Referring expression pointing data
+++

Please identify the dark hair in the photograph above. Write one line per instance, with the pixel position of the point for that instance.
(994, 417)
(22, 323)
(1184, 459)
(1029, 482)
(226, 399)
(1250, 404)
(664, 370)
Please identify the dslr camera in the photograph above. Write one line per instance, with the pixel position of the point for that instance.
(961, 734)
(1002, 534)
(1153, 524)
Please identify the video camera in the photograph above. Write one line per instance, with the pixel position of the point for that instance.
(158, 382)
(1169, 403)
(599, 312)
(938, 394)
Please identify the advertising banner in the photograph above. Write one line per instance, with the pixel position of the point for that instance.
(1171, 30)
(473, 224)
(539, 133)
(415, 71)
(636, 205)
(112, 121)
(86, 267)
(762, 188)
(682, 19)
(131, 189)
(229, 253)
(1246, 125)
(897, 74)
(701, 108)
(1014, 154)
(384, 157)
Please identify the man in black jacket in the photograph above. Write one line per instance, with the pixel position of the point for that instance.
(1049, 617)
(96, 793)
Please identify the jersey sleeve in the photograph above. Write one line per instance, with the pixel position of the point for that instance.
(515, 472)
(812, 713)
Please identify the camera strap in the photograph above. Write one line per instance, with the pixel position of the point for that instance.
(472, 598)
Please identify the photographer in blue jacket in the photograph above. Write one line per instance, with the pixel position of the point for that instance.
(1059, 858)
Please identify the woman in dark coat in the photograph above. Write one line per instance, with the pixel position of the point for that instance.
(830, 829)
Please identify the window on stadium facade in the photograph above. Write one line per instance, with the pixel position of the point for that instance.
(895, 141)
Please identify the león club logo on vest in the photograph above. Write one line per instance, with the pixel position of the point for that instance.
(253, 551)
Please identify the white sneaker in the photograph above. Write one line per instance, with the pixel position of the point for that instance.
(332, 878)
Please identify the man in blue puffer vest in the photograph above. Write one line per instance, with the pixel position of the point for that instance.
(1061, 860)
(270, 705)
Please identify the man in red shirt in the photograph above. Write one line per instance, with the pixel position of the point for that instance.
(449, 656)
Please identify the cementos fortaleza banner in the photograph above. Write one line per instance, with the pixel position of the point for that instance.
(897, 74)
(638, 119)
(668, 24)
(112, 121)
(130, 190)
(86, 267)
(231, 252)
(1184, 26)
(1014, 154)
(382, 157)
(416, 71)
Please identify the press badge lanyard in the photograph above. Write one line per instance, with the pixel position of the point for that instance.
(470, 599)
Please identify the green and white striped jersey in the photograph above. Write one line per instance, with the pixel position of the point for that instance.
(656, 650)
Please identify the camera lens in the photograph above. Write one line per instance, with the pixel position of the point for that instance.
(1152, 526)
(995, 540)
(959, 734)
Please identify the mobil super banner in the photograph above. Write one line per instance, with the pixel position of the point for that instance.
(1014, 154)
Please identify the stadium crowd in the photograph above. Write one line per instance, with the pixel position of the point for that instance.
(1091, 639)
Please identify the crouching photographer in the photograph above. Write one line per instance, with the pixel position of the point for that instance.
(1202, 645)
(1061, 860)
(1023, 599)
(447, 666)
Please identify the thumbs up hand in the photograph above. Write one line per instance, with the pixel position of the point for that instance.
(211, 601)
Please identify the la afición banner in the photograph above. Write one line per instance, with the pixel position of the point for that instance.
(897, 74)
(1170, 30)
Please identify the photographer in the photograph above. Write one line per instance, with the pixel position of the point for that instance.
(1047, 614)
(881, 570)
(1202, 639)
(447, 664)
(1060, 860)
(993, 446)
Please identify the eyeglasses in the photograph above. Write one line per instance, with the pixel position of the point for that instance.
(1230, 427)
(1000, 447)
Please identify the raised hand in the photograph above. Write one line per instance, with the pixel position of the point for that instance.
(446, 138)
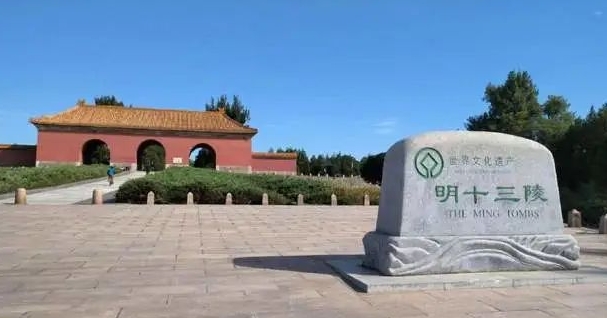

+++

• [Problem description]: Transcribe the records above exactly, omitting every picture they contain.

• [Answer to this task]:
Please identify the dark hair in the photograph above. Write one line per instance, with the pixel position of the point for that instance.
(994, 417)
(22, 323)
(1184, 459)
(1029, 482)
(226, 399)
(1250, 404)
(664, 370)
Please identify the dslr camera in the photograph above. Write one line per instance, with the pixel position of the point for that instance.
(961, 734)
(1002, 534)
(1153, 524)
Please identify the video camera in the photograph above. Write one line per instance, with the pixel position of the point for that instance.
(158, 382)
(1169, 403)
(599, 312)
(938, 394)
Please identify the advertising banner in the photograph above. Write one line per instance, with the pixel position of the point for that instance.
(1171, 30)
(473, 224)
(539, 133)
(415, 71)
(636, 205)
(112, 121)
(86, 267)
(762, 188)
(682, 19)
(131, 189)
(229, 253)
(1246, 125)
(897, 74)
(701, 108)
(1014, 154)
(384, 157)
Please identify the man in black jacket in the photograph above. Write one line per instance, with the pixel position of the point for that instance.
(1049, 617)
(96, 793)
Please identify the jersey sleeve in the photograph above. Write one line per instance, with the pixel position of the point for that instance.
(515, 472)
(812, 713)
Please identify the camera strap in the photograph above. Write one line per instance, with the pixel position of the point for that instance.
(472, 598)
Please identify the photographer in blue jacket in the photograph above. Write one line per instance, with the pixel position of the point for that instance.
(1059, 858)
Please identify the woman in dark coat in the photograph above. Write one line per instance, with the pixel position of the point for that instance.
(830, 829)
Please identify the window on stadium facade in the photograph above. Write one line per instance, with the pixel position of the point for that instance.
(895, 141)
Please identify the león club logo on vest in the photograph above. Write one line per instance, with the pixel position of the point for that instance.
(253, 551)
Please identify the white sneaker in the photograph above. Write one line per instance, with the pixel position of the point for that instance.
(332, 878)
Please identify the man in blue puffer vest in the photograph above. Write one line per instance, with the pixel position of the point for that instance.
(1061, 860)
(270, 705)
Please identify the man in red shirt in the photograph above. Write one line per instance, with the pixel position of the point for that instance.
(449, 656)
Please identify the cementos fortaleza banner in the photograph above. Write one line per instance, with the pixel position of the point for that instance.
(897, 74)
(638, 119)
(668, 24)
(112, 121)
(130, 190)
(86, 267)
(231, 252)
(1184, 26)
(1014, 154)
(382, 157)
(416, 71)
Please identify the press badge lanyard in the photograph above. Write one line per instance, with the pixel position of the point for that instance.
(470, 599)
Please identify the green and white striped jersey in the photograph above. Write one line per instance, with the pixel position of the point for that instance.
(656, 650)
Please identify the camera lens in the photograph above. Write one line per instance, with the pixel position of the point for that instance.
(1152, 526)
(995, 540)
(959, 734)
Please identify the mobil super banner in the photograph above. Write one line per instance, with the pixel position of the point for that instance.
(1014, 154)
Please identify the stadium crowd in the photograph above. Write one line per instance, with the pixel position of the point for that instance.
(1091, 639)
Please identify the crouching photographer in the photograph above. Write one line per instance, with the pixel position of the point for that instance.
(1202, 645)
(1061, 860)
(1023, 599)
(447, 666)
Please identify the thumbs up hand in the photograph above. Write one line per instance, with the pixel position of the point for that instance.
(211, 601)
Please identify the la afición banner in the photograph above. Write one line per instance, with the pixel position of the point for that instance.
(897, 74)
(1170, 30)
Please identify the photographer in the photograph above. Write one line per instance, with the pixel position of the point for that instance.
(1047, 614)
(881, 570)
(1202, 639)
(447, 664)
(1060, 860)
(993, 446)
Please identify the eyeglasses in the photograph above. Write one line per instance, with the pixel position of the point for that instance.
(1230, 427)
(1000, 447)
Please identify the raised hand in the photograph above. Write one line per instance, with the pixel position of the point for that instance.
(446, 138)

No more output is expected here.